Text-to-region grounding data:
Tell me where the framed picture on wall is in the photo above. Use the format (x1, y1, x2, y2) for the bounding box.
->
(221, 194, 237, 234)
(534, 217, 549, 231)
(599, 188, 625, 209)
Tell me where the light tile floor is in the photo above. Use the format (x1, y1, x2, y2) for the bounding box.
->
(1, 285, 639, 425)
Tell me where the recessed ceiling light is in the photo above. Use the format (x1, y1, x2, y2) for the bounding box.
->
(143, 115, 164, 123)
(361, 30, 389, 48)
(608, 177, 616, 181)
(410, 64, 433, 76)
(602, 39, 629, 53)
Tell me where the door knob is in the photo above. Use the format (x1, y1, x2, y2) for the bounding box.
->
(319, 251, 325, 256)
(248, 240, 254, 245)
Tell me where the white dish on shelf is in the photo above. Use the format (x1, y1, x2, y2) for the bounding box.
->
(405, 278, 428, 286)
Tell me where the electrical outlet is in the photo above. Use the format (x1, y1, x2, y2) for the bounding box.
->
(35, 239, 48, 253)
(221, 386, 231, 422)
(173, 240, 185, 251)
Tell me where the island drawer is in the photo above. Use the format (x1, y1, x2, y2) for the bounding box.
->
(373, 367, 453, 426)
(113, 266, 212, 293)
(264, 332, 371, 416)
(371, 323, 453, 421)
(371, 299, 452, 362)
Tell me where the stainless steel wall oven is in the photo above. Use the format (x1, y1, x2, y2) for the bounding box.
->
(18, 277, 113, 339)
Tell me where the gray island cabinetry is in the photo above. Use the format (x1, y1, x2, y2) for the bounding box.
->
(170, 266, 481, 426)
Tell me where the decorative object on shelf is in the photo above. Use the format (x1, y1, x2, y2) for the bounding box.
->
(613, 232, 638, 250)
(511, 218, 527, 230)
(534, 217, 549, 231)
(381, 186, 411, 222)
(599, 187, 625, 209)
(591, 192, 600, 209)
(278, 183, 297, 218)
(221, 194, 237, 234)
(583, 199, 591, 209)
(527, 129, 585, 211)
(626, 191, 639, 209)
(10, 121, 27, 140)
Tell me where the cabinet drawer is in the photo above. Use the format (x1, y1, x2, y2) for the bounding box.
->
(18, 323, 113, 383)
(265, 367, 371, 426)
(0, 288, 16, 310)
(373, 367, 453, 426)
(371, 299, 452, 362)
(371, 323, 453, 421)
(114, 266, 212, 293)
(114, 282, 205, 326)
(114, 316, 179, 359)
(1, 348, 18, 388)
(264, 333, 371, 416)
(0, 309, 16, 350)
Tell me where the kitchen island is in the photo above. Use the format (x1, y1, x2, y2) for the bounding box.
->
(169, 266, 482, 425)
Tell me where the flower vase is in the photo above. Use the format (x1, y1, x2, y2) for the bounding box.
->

TRY IT> Lines that contain "shelf" are the result; find them in the entries above and copy each one.

WRITTEN REPLY>
Tell me where the white dish on shelf is in the photo above. Use the format (x1, y1, x2, y2) for the bounding box.
Tell me where the decorative object on shelf is in the photo above. Use the format (x1, y1, x2, y2) for the bounding box.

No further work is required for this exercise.